The request:
Give the entries again, word for word.

Task material:
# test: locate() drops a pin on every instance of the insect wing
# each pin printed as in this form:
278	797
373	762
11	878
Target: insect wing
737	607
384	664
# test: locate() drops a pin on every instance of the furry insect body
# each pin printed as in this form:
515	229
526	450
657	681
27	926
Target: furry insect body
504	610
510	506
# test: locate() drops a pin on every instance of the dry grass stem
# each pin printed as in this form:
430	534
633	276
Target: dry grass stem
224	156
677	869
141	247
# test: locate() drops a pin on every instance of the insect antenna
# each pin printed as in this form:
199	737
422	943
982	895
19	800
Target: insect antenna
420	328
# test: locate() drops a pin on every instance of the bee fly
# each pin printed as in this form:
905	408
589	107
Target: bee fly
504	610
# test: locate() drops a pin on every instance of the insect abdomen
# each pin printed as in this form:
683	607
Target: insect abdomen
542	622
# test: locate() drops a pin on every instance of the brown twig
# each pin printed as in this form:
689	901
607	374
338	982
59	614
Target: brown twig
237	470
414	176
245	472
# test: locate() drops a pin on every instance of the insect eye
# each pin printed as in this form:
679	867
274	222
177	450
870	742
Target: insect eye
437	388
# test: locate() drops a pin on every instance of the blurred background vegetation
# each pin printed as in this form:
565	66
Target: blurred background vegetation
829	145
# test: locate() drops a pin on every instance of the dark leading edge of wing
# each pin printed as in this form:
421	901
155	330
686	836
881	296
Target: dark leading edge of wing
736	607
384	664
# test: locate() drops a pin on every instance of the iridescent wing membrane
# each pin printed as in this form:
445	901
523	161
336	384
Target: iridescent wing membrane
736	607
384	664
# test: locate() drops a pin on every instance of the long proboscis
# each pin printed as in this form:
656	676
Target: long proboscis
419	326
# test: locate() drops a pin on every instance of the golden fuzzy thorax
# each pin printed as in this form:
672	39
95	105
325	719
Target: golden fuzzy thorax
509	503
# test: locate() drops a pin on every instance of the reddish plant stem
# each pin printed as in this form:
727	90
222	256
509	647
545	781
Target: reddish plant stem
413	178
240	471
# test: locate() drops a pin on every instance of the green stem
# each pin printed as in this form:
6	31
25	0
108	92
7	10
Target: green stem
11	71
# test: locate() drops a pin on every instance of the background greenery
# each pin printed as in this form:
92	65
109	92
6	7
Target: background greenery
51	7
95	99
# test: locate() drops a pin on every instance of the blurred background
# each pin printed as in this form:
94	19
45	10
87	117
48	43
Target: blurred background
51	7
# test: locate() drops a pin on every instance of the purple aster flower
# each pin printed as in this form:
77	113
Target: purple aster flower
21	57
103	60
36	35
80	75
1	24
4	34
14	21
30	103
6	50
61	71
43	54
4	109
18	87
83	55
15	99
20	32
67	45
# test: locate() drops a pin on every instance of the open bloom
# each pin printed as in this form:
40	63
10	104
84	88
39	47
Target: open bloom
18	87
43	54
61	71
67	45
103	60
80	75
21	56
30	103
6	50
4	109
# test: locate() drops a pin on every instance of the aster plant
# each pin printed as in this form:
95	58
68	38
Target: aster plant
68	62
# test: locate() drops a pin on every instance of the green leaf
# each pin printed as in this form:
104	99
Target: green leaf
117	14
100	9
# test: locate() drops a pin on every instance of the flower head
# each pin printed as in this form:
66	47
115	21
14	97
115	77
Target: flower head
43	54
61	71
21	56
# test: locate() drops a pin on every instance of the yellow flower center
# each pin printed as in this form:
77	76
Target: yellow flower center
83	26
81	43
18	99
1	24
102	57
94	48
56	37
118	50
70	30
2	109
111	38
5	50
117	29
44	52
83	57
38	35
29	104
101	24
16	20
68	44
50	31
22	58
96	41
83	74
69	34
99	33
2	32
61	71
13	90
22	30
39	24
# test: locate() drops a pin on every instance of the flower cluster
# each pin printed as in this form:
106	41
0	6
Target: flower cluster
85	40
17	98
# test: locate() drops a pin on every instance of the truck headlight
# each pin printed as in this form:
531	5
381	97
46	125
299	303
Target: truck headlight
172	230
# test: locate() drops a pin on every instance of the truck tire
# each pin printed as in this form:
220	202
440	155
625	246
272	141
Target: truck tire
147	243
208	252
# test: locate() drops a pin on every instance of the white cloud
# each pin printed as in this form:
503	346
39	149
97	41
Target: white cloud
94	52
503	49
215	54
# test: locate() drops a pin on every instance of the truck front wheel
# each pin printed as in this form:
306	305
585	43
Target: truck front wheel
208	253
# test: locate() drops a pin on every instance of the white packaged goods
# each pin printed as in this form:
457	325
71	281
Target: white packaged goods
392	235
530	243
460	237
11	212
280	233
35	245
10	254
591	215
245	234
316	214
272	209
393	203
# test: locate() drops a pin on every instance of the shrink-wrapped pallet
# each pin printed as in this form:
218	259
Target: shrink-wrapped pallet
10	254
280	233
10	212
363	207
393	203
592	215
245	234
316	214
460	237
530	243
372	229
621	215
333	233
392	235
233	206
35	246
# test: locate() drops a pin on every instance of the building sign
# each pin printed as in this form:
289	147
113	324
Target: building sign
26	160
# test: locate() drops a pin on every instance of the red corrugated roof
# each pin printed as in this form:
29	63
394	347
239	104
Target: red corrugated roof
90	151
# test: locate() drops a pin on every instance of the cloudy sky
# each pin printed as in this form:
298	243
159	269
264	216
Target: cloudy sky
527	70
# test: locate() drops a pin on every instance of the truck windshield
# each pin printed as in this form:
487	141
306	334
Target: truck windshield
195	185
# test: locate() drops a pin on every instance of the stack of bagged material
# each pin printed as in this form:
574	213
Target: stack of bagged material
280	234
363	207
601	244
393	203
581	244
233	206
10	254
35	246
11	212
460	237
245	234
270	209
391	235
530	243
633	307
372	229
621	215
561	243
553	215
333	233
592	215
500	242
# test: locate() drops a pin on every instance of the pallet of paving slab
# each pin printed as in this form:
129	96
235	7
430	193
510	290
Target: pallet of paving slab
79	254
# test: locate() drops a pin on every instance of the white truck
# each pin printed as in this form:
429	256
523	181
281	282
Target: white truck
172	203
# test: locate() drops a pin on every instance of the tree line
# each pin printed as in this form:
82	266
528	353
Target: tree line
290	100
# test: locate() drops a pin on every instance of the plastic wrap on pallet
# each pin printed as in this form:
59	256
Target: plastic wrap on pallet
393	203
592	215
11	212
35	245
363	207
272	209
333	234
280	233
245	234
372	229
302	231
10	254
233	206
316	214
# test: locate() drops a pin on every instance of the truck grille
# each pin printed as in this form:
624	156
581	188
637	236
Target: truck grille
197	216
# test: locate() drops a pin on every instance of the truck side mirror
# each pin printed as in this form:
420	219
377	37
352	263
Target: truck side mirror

Final answer:
# test: locate() drops a pin on every instance of the insect wing
# each pin printed as in this form:
278	797
373	762
11	878
Target: insect wing
737	607
384	664
# test: locate() drops a pin on every instance of the furry insect body
# each pin printed as in this form:
515	229
526	450
657	681
27	926
Target: furry insect body
504	610
510	506
# test: locate() drops a pin on every instance of the dry grass stem
# each pin printed as in this form:
430	534
633	276
Target: dry grass stem
224	156
677	869
141	247
# test: locate() drops a pin on every instance of the insect antenna
# each pin printed as in this form:
199	737
422	943
982	895
19	800
Target: insect antenna
420	328
# test: locate() drops a pin on every instance of the bee fly
# each pin printed as in this form:
905	408
589	107
Target: bee fly
504	610
# test: locate() drops a pin on every instance of the insect abdomen
# each pin printed as in this form:
683	607
Target: insect abdomen
542	622
# test: locate() drops a pin on every instance of the brown twig
# each pin printed as in this form:
689	901
607	374
338	982
59	614
Target: brown twig
237	470
414	176
245	472
# test: locate() drops a pin on every instance of the insect eye
# each pin printed as in this form:
679	867
274	222
177	450
870	742
Target: insect eye
437	388
# test: locate() drops a pin on every instance of the blurred background vegetation
# each pin printed as in this form:
565	66
Target: blurred background vegetation
829	145
# test: locate() drops a pin on every instance of the dark leading edge of wing
# each pin printed as in this form:
421	901
155	330
686	836
881	296
Target: dark leading edge of wing
736	607
384	664
# test: locate() drops a pin on every instance of the iridescent wing membrane
# each pin printed as in this form:
445	901
523	161
336	384
Target: iridescent wing membrane
736	607
384	664
# test: locate() drops a pin on every instance of the long proboscis
# each pin printed as in this form:
656	676
Target: long proboscis
419	326
# test: locate() drops a pin on every instance of the golden fuzzy thorax
# each pin printed as in this form:
672	39
95	105
325	719
Target: golden fuzzy thorax
509	503
# test: locate() drops a pin on every instance of the reddish plant stem
# each pin printed as in this form:
727	90
222	256
509	647
545	781
Target: reddish plant stem
413	178
240	471
# test: locate() drops a pin on every instance of the green stem
# each pin printed as in this form:
6	31
25	0
108	92
7	10
Target: green stem
11	71
# test: locate() drops a pin on every instance of the background greenery
# each pin printed as in this form:
92	65
109	92
6	7
Target: background greenery
51	7
95	99
# test: locate() drops a pin on every instance of the blurred background
# each pin printed as in this form:
94	19
45	10
87	117
48	43
Target: blurred background
51	7
# test: locate() drops a pin on every instance of the purple aster flower
# each pin printed as in this form:
77	113
Target: purple aster flower
21	57
103	60
36	35
80	75
1	24
4	34
14	21
30	103
6	50
61	71
43	54
4	109
18	87
83	55
15	99
20	32
67	45
# test: locate() drops a pin on every instance of the open bloom
# each pin printed as in this form:
40	63
10	104
84	88
39	47
Target: open bloom
18	87
43	54
61	71
67	45
103	60
80	75
21	56
30	103
6	50
4	109
# test: locate() drops a pin on every instance of the aster plant
# each pin printed as in this form:
95	58
68	38
Target: aster plant
68	62
# test: locate() drops a pin on every instance of the green leaf
# each pin printed as in this form:
104	99
Target: green leaf
117	14
100	9
# test: locate() drops a pin on every instance of the flower head
# each pin printed as in this form:
66	47
115	21
14	97
115	77
Target: flower head
43	54
61	71
21	56
# test: locate() drops a pin on every instance of the yellow flower center
# each pin printed as in this form:
77	76
Target: yellow flower center
83	26
81	43
18	99
1	24
102	57
94	48
56	37
118	50
70	30
2	109
111	38
5	50
117	29
44	52
83	57
38	35
29	104
101	24
16	20
68	44
50	31
22	58
96	41
83	74
69	34
99	33
2	32
61	71
13	90
22	30
39	24
# test: locate() drops a pin on every instance of the flower cluster
# each pin printed as in this form:
106	41
0	6
Target: flower cluster
85	40
17	98
# test: locate() drops a pin on every instance of the truck headlight
# each pin printed as in this form:
531	5
381	97
46	125
299	303
Target: truck headlight
172	230
# test: locate() drops a pin on every instance of the truck tire
# each pin printed as in this form:
220	202
440	155
625	246
272	141
Target: truck tire
147	243
208	252
# test: locate() drops a pin on every instance of the white cloud
# each pin printed as in this form:
503	346
39	149
97	41
Target: white cloud
94	52
503	49
215	54
# test: locate() drops a pin on every instance of the truck front wheel
# each pin printed as in this form:
306	305
585	43
Target: truck front wheel
208	253
# test: locate() drops a pin on every instance of the white packaged goods
# each pin printed as in this form:
457	325
71	281
Target: white packaged goods
392	235
530	243
460	237
11	212
280	233
35	245
10	254
591	215
245	234
316	214
272	209
393	203
# test: locate() drops a pin on every instance of the shrink-wrapped pallet
# each pin printed as in this form:
218	259
Target: shrink-wrapped pallet
10	254
280	233
10	212
363	207
393	203
592	215
245	234
316	214
460	237
530	243
372	229
621	215
333	233
392	235
233	206
35	246
# test: locate() drops a pin on every instance of the building sign
# each pin printed as in this form:
289	147
113	324
Target: building sign
26	160
# test: locate() drops a pin on every instance of the red corrugated roof
# each pin printed as in this form:
29	63
394	347
239	104
Target: red corrugated roof
90	151
# test: locate() drops a pin on every instance of the cloudy sky
# each pin printed as in this form:
298	243
159	269
264	216
Target: cloudy sky
527	70
# test: locate() drops a pin on every instance of the truck windshield
# each pin printed as in this form:
487	141
306	334
Target: truck windshield
195	185
# test: locate() drops a pin on every instance of the stack of bagged material
# each pin printed as in this form:
574	213
Target: stack of bagged material
280	234
363	207
601	244
393	203
581	244
233	206
10	254
35	246
11	212
460	237
245	234
270	209
391	235
530	243
633	307
372	229
621	215
561	243
553	215
333	233
592	215
500	242
# test: locate() drops a pin on every instance of the pallet of paving slab
# each pin printed as in this form:
129	96
235	7
430	193
510	290
Target: pallet of paving slab
79	254
# test: locate() drops a pin on every instance of the white truck
# each pin printed as in this form:
429	256
523	181
281	282
Target: white truck
172	203
# test: locate() drops a pin on every instance of the tree line
# each pin printed as in this form:
82	266
528	353
Target: tree line
290	100
# test: locate() drops a pin on every instance of the plastic wrap on pallet
# each pin printed as in this form:
59	256
Target: plastic wrap on pallet
393	203
592	215
11	212
35	245
363	207
272	209
333	234
280	233
245	234
372	229
302	231
10	254
233	206
316	214
# test: locate() drops a pin on every instance of the truck grille
# each pin printed as in this form:
624	156
581	188
637	236
Target: truck grille
197	216
# test: locate() drops a pin on every instance of the truck side mirror
# each pin printed as in this form:
420	219
377	37
352	263
Target: truck side mirror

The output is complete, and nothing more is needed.